## What you have to do
Print the data below exactly, but only the lines from the one containing "where the pale" down to the one containing "where the rear", inclusive.

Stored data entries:
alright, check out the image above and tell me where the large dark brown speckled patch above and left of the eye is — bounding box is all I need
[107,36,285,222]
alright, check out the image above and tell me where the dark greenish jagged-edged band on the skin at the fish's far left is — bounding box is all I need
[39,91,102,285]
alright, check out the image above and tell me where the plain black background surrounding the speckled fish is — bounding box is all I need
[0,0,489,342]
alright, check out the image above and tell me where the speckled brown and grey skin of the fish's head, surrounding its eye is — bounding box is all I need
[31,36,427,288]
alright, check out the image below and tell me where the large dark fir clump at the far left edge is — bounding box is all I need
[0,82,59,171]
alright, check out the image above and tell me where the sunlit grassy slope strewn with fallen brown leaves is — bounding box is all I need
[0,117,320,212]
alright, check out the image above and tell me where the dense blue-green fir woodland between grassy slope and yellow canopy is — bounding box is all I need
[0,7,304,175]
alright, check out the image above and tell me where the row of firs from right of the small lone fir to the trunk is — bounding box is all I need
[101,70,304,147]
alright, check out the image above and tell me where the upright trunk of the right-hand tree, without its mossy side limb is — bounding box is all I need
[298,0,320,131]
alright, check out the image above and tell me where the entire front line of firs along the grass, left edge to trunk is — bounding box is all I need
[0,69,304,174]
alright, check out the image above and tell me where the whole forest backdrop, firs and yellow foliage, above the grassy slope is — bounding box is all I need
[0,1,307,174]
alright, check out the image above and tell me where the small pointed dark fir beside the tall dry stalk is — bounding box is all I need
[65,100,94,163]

...

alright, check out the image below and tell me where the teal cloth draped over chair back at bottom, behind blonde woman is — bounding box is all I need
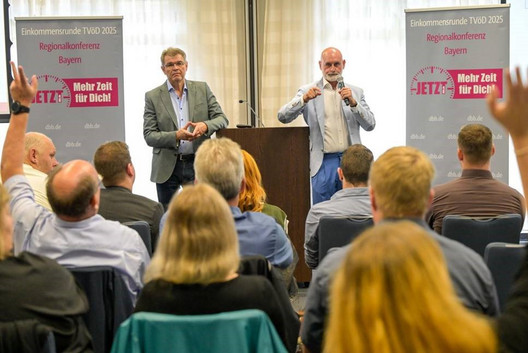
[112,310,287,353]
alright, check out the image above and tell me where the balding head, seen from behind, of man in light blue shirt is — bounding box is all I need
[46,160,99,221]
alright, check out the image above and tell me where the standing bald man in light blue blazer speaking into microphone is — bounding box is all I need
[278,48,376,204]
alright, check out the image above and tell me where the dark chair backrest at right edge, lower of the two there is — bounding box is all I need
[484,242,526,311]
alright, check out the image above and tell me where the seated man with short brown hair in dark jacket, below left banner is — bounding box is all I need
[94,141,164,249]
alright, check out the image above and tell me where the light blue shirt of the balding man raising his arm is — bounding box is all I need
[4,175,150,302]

---

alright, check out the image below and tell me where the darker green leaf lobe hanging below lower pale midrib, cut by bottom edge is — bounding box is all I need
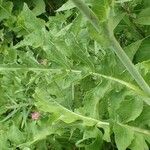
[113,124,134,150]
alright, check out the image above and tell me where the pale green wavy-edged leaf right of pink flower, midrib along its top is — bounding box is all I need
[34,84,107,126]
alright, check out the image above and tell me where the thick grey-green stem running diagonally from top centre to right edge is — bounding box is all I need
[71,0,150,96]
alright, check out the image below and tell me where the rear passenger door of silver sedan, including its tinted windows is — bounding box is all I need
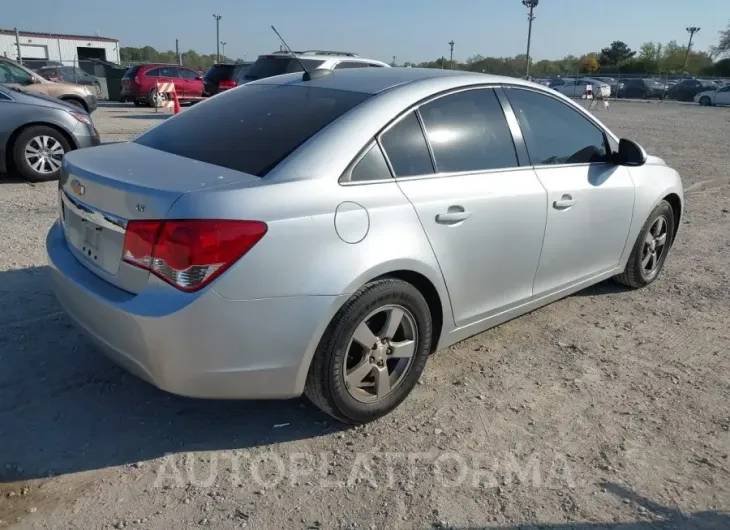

## Response to the exercise
alright, check out the image above and tell me where the pale green wavy-edged leaf right of pink flower, midrib along its top is — bounding box is all I need
[34,84,107,126]
alright, check out the image above and tell me where the thick grey-green stem running diagonally from top centre to right edge is — bounding box is all I need
[71,0,150,96]
alright, check out the image below and tell me where the rear passenger door of silver sedan, including its tinted windows is — bounding box is all I need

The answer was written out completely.